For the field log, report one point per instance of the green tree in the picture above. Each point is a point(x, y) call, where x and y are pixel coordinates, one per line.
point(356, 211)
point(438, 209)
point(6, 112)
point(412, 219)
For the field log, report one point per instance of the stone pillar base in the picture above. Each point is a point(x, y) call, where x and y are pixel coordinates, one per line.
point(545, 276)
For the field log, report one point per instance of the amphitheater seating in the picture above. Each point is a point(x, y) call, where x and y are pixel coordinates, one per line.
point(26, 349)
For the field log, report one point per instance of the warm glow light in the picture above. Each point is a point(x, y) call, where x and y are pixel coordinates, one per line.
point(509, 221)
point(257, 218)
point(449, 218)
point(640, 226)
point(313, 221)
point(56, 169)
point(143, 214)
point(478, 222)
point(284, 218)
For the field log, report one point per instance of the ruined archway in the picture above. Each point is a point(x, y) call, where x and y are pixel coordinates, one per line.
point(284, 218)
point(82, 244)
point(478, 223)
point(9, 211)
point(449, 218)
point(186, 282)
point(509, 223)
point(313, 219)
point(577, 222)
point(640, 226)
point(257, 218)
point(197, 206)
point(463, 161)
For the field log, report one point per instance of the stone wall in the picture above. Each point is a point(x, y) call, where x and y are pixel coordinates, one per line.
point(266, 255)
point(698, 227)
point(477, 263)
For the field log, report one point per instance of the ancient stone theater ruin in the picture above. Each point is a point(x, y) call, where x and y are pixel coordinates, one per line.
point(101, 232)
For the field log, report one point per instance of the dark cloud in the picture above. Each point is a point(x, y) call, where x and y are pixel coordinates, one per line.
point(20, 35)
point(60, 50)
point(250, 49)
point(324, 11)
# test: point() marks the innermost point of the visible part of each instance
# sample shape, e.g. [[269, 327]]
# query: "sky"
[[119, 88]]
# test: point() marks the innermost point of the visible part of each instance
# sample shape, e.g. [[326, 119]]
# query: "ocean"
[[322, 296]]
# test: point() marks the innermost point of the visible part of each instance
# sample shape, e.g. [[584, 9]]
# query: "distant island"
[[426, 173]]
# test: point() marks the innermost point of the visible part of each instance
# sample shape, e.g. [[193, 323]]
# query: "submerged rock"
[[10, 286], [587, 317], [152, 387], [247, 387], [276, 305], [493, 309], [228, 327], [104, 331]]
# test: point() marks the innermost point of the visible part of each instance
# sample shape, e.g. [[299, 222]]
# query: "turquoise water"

──────────────────────────────

(TASK ITEM): The records need to be copied exactly, with no line left out.

(THE COMPLETED TASK):
For the field log, report one point per instance of the green tree in the picture above. Each point is a point(x, y) call, where x and y are pixel coordinates, one per line.
point(356, 211)
point(438, 209)
point(6, 112)
point(412, 219)
For the field log, report one point per instance of the stone pillar base in the picture above. Each point is a point(x, y) call, where x and y are pixel coordinates, one per line.
point(545, 276)
For the field log, report one point per instance of the amphitheater seating in the picture above. Each point is a point(x, y) call, where x and y are pixel coordinates, one per line.
point(26, 349)
For the field log, report one point per instance of the warm glow light in the picture above. Each point is a point(x, y) call, where x and y are pixel coordinates, one per line.
point(509, 221)
point(257, 218)
point(449, 218)
point(640, 226)
point(313, 221)
point(56, 169)
point(143, 214)
point(478, 222)
point(284, 218)
For the field log, report one point per instance of the ruined archway in the picture above. Each point is a point(x, y) call, where x and y are pixel coordinates, one per line.
point(284, 218)
point(82, 244)
point(478, 223)
point(9, 211)
point(449, 218)
point(186, 282)
point(509, 223)
point(313, 219)
point(577, 222)
point(640, 226)
point(257, 218)
point(197, 206)
point(463, 161)
For the field log, report one point per instance of the stone wall in the picture above. Each point is a point(x, y) call, where x and y are pixel coordinates, one per line.
point(266, 255)
point(698, 227)
point(477, 263)
For the field log, report one point per instance of the ancient stone theater ruin in the picture above. Each point is a point(x, y) call, where x and y are pixel coordinates, one per line.
point(101, 232)
For the field log, report one point per instance of the dark cloud in the picture above. Each point is a point(x, y) call, where x and y are pixel coordinates, one per line.
point(20, 35)
point(60, 50)
point(250, 49)
point(324, 11)
# test: point() marks the innermost point of the visible part of each instance
# sample shape, e.g. [[269, 327]]
# query: "sky"
[[119, 88]]
# test: point() marks the innermost point of the visible part of each instance
# sample shape, e.g. [[326, 119]]
# query: "ocean"
[[322, 296]]
# test: point() marks the innermost point of the visible part of each instance
# sample shape, e.g. [[584, 9]]
# query: "distant island"
[[426, 173]]
# test: point() marks the innermost point of the visible part of each instance
# sample shape, e.g. [[193, 323]]
# query: "submerged rock"
[[10, 286], [587, 317], [152, 387], [247, 387], [276, 305], [493, 309], [228, 327], [104, 331]]
# test: point() marks the innermost point of the visible part of each instance
# sample shape, e.g. [[299, 222]]
# query: "turquoise water"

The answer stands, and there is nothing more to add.